_Work to complete_
Of all the entries below, retype only the lines from the one with "Target: dry grass" through the one with "Target: collapsed wall", exactly as they appear.

Natural language region descriptions
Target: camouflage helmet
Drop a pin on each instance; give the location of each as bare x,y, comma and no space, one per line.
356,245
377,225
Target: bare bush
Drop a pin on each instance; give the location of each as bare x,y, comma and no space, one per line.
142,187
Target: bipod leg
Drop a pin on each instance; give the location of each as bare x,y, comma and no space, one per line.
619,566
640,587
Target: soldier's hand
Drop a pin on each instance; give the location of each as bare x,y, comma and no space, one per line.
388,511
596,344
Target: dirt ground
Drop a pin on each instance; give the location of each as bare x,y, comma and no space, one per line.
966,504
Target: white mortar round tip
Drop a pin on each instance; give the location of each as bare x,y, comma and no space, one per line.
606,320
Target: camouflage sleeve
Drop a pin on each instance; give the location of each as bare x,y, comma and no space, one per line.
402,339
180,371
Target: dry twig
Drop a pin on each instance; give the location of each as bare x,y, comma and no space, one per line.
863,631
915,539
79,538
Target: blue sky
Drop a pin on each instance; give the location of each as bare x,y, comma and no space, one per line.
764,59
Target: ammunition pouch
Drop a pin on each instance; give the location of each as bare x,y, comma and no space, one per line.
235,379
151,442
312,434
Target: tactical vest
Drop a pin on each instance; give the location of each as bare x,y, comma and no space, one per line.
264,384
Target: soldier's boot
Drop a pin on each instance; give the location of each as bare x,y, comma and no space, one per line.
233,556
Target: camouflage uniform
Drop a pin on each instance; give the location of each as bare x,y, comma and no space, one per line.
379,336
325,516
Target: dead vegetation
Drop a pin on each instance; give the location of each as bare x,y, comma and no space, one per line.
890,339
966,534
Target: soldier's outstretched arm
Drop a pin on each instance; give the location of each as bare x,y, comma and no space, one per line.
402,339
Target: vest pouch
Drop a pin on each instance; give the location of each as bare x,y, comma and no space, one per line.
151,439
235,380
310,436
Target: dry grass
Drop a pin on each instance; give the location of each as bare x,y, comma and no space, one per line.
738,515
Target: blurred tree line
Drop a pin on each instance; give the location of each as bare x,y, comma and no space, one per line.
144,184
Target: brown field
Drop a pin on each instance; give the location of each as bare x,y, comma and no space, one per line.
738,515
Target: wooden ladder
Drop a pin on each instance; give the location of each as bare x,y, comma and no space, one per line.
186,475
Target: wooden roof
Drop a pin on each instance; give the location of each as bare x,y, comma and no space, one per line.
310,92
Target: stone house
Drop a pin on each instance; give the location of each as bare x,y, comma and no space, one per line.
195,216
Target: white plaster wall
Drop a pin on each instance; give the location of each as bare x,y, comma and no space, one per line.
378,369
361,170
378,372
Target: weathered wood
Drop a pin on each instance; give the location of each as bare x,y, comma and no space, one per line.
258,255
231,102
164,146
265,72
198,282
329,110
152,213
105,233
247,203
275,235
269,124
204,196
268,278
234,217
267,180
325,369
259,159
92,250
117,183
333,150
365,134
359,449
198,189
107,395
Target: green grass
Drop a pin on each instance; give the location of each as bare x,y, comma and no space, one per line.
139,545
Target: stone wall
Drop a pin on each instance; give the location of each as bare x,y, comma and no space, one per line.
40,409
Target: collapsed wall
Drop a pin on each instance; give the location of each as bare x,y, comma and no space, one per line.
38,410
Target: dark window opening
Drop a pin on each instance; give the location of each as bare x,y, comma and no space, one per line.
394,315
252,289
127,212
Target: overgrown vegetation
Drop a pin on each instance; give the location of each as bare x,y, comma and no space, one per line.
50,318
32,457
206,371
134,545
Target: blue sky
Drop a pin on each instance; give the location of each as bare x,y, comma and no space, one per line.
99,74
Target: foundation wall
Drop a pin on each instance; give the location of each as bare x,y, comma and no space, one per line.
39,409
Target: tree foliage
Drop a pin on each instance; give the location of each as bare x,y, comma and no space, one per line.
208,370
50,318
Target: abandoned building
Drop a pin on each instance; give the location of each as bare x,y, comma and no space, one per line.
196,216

_Task solution_
Target: dry grass
Drop a pin on each instance; give the location of each as bare x,y, comma and no space, one per line.
738,515
Target: blurred tree line
Drop a pin on each instance; give the location of each as bare x,y, comma and no space, one per line.
144,184
Target: brown field
Drop a pin on each instance; give the location of each as bare x,y, comma and no space, one per line.
738,515
Target: wooden ladder
Drop a pin on each instance; give the location of each as bare x,y, comma and no space, one per line.
186,475
Target: wooden roof
Drop a pin on each instance; give the location of each as bare x,y, comma and no space, one per line.
310,92
Target: stone house
Drop a pin on each instance; give the location of each as bare x,y, comma and no space, one per line.
195,216
Target: white plaster wall
Drop a pin on each instance; give the location of each as bare x,y, comma and no space, one per line.
378,369
361,170
378,372
Target: weathered wood
Drop a pin on each instance; give the location of each as bare x,y, comma and no space, one per line.
258,255
231,102
164,146
265,72
198,282
329,110
152,213
105,233
247,203
275,235
269,124
204,196
268,278
234,217
267,180
325,369
259,159
92,250
117,183
333,150
365,134
359,449
198,189
107,395
Target: green grass
Drop a pin on each instance; give the location of each as bare x,y, comma and no space, one per line.
139,545
Target: stone wall
Drop a pin on each instance; give the location of each as bare x,y, comma and no space, one per line.
40,409
Target: collapsed wall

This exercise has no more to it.